• Records provided:
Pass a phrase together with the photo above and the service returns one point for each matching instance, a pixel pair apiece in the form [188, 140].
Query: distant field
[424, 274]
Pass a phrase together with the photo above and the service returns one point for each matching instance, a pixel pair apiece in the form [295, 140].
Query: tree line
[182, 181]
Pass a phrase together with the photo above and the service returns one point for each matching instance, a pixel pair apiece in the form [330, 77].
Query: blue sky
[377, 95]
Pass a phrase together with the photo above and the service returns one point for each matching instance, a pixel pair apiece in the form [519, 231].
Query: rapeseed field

--

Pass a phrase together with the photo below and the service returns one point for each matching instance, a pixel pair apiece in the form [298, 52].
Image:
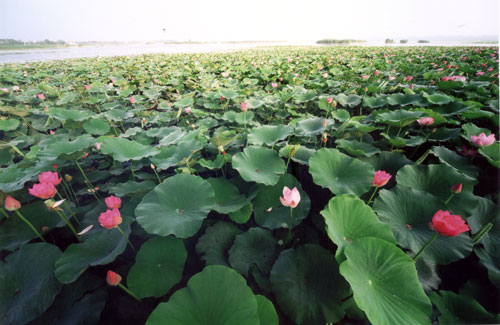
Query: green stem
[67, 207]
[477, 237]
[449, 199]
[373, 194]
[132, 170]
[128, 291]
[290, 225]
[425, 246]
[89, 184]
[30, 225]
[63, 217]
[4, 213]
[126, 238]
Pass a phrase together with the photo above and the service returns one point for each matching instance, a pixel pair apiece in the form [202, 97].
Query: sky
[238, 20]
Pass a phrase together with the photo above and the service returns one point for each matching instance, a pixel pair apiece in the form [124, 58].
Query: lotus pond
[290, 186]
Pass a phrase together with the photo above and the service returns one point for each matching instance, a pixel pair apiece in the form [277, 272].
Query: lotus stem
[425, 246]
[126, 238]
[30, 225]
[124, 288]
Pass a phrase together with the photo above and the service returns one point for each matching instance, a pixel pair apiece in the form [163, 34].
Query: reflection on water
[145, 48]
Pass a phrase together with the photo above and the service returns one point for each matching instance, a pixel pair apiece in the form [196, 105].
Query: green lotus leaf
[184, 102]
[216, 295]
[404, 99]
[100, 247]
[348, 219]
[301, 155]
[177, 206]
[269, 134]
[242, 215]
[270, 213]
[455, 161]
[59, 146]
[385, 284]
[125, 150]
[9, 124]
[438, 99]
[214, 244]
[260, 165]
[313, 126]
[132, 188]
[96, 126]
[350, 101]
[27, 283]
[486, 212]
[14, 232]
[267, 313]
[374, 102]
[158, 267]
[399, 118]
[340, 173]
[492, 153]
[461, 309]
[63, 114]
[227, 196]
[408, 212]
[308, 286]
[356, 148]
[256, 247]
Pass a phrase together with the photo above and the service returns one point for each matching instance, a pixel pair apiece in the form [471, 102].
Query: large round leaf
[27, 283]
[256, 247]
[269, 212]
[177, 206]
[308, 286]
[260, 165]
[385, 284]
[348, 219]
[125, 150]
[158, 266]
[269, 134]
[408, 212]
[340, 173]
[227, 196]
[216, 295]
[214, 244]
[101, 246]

• How to complete this task: Using the records above, copy word for word the line with "form [188, 140].", the line with "Query: rapeseed field", and every line between them.

• Result of the exercise:
Pass a phrase together with the photo above and the service returns one point for each matching instance, a pixel pair apiece in the form [188, 140].
Query: distant field
[424, 274]
Pass a phrase together with the photo above and the service returns one point for each matching instance, a pixel pair apiece in the form [295, 140].
Query: tree line
[182, 181]
Pass a phrase together with the photo above and the service returns one point for each matching instance, a pixel pair apiece in the form [330, 77].
Query: blue sky
[377, 95]
Pass a phrase together with the photo above and the service returns one point for each matching instance, a pixel pair apiece in the form [519, 231].
Query: rapeseed field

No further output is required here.